DATASET RECORDS -

• • • • •

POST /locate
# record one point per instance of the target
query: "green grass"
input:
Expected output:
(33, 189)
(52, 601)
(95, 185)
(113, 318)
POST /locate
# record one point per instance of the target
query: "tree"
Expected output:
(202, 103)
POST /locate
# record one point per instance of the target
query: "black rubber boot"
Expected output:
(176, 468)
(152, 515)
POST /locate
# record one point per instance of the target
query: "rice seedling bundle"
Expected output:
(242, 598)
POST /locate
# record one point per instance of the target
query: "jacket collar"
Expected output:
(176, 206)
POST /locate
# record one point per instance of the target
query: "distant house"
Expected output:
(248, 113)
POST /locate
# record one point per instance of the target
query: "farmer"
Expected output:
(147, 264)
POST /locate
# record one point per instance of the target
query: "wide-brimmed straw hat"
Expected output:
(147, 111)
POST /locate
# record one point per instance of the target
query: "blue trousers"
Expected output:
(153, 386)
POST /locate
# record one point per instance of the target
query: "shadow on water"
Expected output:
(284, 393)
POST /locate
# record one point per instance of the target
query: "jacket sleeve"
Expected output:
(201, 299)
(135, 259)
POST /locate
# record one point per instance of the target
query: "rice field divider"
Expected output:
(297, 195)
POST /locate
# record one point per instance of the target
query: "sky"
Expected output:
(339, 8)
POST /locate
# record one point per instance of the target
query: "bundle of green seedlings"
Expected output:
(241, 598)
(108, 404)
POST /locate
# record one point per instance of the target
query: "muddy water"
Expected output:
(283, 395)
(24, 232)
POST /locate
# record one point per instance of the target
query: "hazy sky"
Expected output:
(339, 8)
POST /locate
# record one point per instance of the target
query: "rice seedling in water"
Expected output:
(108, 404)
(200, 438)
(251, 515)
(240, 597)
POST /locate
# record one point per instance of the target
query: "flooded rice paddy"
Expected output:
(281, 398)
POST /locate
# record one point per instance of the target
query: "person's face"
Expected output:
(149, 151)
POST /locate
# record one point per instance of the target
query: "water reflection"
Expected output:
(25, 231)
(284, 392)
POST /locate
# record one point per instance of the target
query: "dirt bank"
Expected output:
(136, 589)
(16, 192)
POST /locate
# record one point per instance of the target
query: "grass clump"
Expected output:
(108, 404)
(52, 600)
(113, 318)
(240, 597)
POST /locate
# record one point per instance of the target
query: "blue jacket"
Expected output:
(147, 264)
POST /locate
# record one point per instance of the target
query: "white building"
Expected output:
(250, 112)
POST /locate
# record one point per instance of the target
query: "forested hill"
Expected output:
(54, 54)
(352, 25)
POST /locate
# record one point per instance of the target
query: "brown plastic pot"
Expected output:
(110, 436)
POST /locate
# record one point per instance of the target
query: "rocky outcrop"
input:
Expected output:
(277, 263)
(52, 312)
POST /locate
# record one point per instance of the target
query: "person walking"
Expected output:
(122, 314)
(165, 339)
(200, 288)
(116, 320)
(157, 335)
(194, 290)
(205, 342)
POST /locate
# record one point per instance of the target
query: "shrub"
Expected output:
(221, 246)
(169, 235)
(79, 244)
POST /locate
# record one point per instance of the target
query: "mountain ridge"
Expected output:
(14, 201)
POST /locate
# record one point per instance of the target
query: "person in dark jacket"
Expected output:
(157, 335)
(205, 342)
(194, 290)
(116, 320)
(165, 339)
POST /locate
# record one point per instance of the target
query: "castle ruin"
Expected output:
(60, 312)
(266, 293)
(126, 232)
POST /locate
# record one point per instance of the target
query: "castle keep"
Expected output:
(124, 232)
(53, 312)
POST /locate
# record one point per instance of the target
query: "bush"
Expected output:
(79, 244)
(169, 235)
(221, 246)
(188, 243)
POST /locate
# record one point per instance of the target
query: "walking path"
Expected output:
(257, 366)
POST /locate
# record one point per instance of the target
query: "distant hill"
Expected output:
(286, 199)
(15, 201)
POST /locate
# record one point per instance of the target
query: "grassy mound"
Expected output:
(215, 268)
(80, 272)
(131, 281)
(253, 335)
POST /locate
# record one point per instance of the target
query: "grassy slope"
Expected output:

• • • • •

Restate the material above word for word, leaving nothing out.

EXERCISE RESULT -
POST /locate
# record one point per instance of the target
query: "green grass"
input:
Expected output:
(33, 189)
(52, 601)
(95, 185)
(113, 318)
POST /locate
# record one point per instance of the target
query: "tree"
Expected output:
(202, 103)
POST /locate
# record one point per instance of the target
query: "black rubber boot"
Expected output:
(176, 468)
(152, 515)
POST /locate
# record one point per instance of the target
query: "rice seedling bundle"
Expected output:
(242, 598)
POST /locate
# record one point per instance of the target
query: "jacket collar"
Expected output:
(176, 206)
POST /locate
# record one point per instance of the target
query: "distant house"
Expected output:
(248, 113)
POST /locate
# record one point per instance of the target
query: "farmer"
Expected output:
(147, 264)
POST /locate
# record one point per instance of the target
query: "wide-brimmed straw hat"
Expected output:
(147, 111)
POST /locate
# record one point per instance of the target
query: "blue trousers"
Expected output:
(153, 386)
POST /locate
# record one point per instance of the target
query: "shadow on water"
Expected output:
(284, 393)
POST /locate
# record one point per instance of the target
query: "jacket sleeve"
Expected output:
(201, 299)
(135, 259)
POST /locate
# record one point per instance of the target
query: "rice field divider"
Expected output:
(297, 195)
POST /locate
# record one point per instance of the target
query: "sky"
Expected output:
(339, 8)
POST /locate
# record one point per instance of the target
query: "bundle of green seedlings"
Expected output:
(241, 598)
(108, 404)
POST /locate
# record one point per instance of the target
query: "muddy water"
Expected output:
(283, 395)
(24, 232)
POST /locate
# record one point per instance of the target
query: "hazy sky"
Expected output:
(339, 8)
POST /locate
# record one point per instance of the target
query: "rice seedling in water"
Expected output:
(108, 404)
(200, 438)
(251, 515)
(240, 597)
POST /locate
# record one point per instance of the target
query: "flooded rice paddy"
Expected output:
(281, 398)
POST /locate
# record one point per instance of the target
query: "person's face"
Expected output:
(149, 151)
POST /locate
# record one point per instance of the target
query: "water reflection"
Expected output:
(25, 231)
(284, 392)
POST /locate
# record one point per instance of the target
query: "dirt bank"
Expected output:
(136, 589)
(16, 192)
POST /locate
# record one point per instance of the target
query: "grass clump"
Expected output:
(108, 404)
(52, 600)
(113, 318)
(240, 597)
POST /locate
# record one point per instance of the target
query: "blue jacket"
Expected output:
(147, 264)
POST /locate
# record one point per instance of the target
query: "white building"
Expected output:
(250, 112)
POST /locate
# record one point per instance of the target
query: "forested hill"
Expected output:
(54, 54)
(352, 25)
POST /locate
# record one point per instance of the target
query: "brown plastic pot"
Expected output:
(110, 436)
POST /locate
# record one point per instance of the target
query: "rocky outcrop"
input:
Expected output:
(277, 263)
(52, 312)
POST /locate
# record one point per instance of the target
query: "person walking"
Expected output:
(122, 314)
(165, 339)
(200, 288)
(116, 320)
(157, 335)
(194, 290)
(205, 342)
POST /locate
# record one point per instance of the target
query: "shrub"
Expected output:
(221, 246)
(169, 235)
(79, 244)
POST /locate
# record one point per instance of the target
query: "mountain ridge"
Expected output:
(14, 201)
POST /locate
# record one point per instance of the target
query: "person in dark jacket"
Expected output:
(157, 335)
(205, 342)
(194, 290)
(116, 320)
(165, 339)
POST /locate
# record one point per instance of the target
query: "castle ruin"
Expected output:
(60, 312)
(266, 293)
(126, 232)
POST /locate
# record one point per instance of the target
query: "castle keep"
Expected output:
(124, 232)
(53, 312)
POST /locate
# record one point per instance of the target
query: "bush"
Expected output:
(79, 244)
(169, 235)
(221, 246)
(188, 243)
POST /locate
# record one point per instance of the target
query: "walking path"
Expected output:
(257, 366)
POST /locate
# record one point per instance of the target
query: "distant hill"
Expected output:
(286, 199)
(15, 201)
POST /locate
# record one point per instance of the target
query: "grassy mound"
Expected output:
(215, 268)
(80, 272)
(131, 281)
(253, 335)
POST /locate
# record one point per instance of the target
query: "grassy slope"
Expected output:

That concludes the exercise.